Extracted data entries
Start of Block

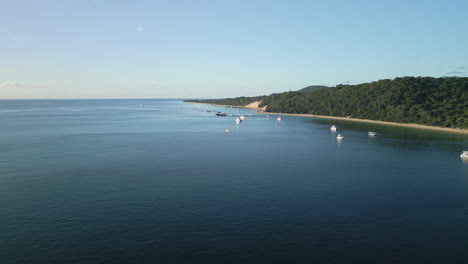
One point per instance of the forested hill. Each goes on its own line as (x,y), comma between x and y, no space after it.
(311,88)
(420,100)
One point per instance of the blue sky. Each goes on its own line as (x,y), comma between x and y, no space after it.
(209,49)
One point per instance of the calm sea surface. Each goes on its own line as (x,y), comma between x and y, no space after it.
(159,181)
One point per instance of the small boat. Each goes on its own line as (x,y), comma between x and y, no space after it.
(464,155)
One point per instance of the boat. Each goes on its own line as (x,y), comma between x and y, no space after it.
(464,155)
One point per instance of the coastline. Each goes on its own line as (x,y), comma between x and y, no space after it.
(254,106)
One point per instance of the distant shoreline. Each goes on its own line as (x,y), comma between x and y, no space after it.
(254,106)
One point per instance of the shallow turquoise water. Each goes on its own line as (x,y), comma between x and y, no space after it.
(159,181)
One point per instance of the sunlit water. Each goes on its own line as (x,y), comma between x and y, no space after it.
(160,181)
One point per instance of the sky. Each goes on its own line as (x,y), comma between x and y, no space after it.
(214,48)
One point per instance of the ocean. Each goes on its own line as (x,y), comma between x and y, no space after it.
(160,181)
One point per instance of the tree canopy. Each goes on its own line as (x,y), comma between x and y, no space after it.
(421,100)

End of Block

Your task is to transcribe the line containing "One point per instance of the tree" and every line after it, through the last line of the data, exactly as written and with nothing more.

> **Result below**:
One point per instance of the tree canopy. Each goes on its own line as (x,y), comma between x and y, no space after it.
(421,100)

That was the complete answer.